The full set of lines below has to be written out again exactly.

### Records
※ ※ ※
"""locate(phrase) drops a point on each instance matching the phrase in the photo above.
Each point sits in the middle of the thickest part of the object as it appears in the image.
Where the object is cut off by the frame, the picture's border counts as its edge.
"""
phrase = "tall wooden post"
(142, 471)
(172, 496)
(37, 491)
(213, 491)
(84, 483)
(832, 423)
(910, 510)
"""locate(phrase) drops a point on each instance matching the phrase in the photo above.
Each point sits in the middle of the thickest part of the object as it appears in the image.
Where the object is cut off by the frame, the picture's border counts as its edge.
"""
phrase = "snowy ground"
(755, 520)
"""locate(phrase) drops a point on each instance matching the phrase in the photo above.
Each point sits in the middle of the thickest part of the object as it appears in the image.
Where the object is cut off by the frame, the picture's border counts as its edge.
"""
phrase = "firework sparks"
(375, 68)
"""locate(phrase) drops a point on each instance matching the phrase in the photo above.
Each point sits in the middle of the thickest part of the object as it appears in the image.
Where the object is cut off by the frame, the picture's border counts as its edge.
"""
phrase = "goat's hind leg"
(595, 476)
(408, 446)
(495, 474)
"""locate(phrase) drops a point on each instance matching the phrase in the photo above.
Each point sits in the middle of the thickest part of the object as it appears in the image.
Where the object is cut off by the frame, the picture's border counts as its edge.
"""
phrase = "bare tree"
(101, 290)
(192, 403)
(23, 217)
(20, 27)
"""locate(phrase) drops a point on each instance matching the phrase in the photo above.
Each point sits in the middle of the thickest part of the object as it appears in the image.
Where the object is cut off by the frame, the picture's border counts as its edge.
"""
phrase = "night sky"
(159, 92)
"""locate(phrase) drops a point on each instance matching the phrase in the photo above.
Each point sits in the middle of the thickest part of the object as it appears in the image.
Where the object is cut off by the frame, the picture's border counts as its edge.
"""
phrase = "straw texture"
※ ※ ※
### Response area
"""locate(phrase) drops a point on each instance matching the phrase in the photo above.
Each point sits in the middle of the thickest part of the object as it appears in the image.
Where the object is cut off by the frame, the picture's border counts as its edge.
"""
phrase = "tall wooden post"
(142, 471)
(172, 496)
(37, 491)
(213, 491)
(84, 483)
(832, 423)
(910, 510)
"""locate(phrase) drops a point on each instance matching the phrase in the photo above.
Each point sits in the middle of the thickest part of the object as it appears in the image.
Where the object is cut off by the frame, the picture's border counts as its edge.
"""
phrase = "snowy ground"
(755, 520)
"""locate(phrase) drops a point on each instance matching the phrase in the photo above.
Each point sits in the middle of the thickest part of the object as it appears in the image.
Where the object is cut off by the frame, the picture's border counts as its edge.
"""
phrase = "firework sparks"
(375, 68)
"""locate(phrase) drops a point on each instance matching the phrase in the photo above.
Each point sits in the middle of the thickest part of the object as it appears in the image.
Where the object is cut off by the frame, the picture's border counts as its edge.
"""
phrase = "goat's hind leg"
(595, 476)
(408, 446)
(495, 474)
"""locate(phrase) drops a point on each instance matching the phrase in the photo above.
Each point sits in the middle of the thickest part of the object as it appears in the image.
Where the object is cut off by the frame, the picture's border counts as its edge.
"""
phrase = "bare tree"
(101, 290)
(192, 403)
(23, 217)
(20, 27)
"""locate(phrase) drops a point on each instance matching the phrase in the photo above.
Each point sits in the middle of the thickest part of the object as it appears in the image.
Where the object is cut off by the frame, the picture's border counts as its edge.
"""
phrase = "night sky"
(159, 92)
"""locate(phrase) drops a point on each instance matching the phrase in the photo above.
Each point sits in the middle of the thickest part of the object as it appears in the image.
Where the object is cut off by the frame, the picture's border counts as its edge.
"""
phrase = "straw texture"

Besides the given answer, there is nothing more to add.